[Start of EXERCISE MATERIAL]
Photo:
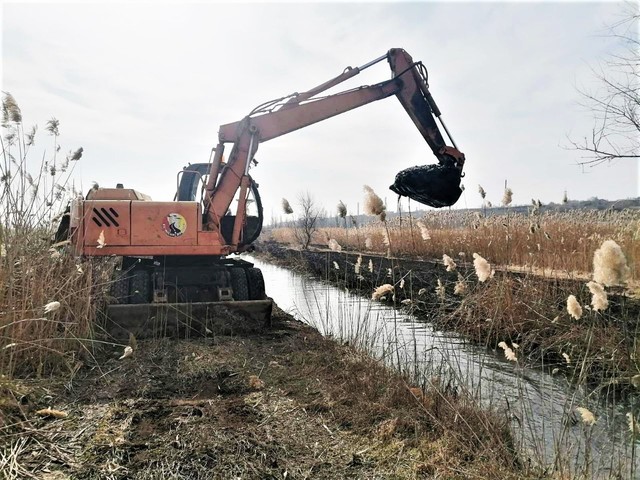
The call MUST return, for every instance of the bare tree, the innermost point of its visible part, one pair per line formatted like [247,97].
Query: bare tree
[615,104]
[306,224]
[End of EXERCISE MATERIAL]
WHAT THE TASK ASKS
Reproduce the records above with every "bare tree" replaced by "leafless tree" and all other text unchanged. Leave the pictures out.

WORKED SOLUTION
Photo:
The call MUST return, for every instance of the leafless tree, the innermost point of its visible part, one pair per line formatted like [247,97].
Query: leafless tree
[615,104]
[306,224]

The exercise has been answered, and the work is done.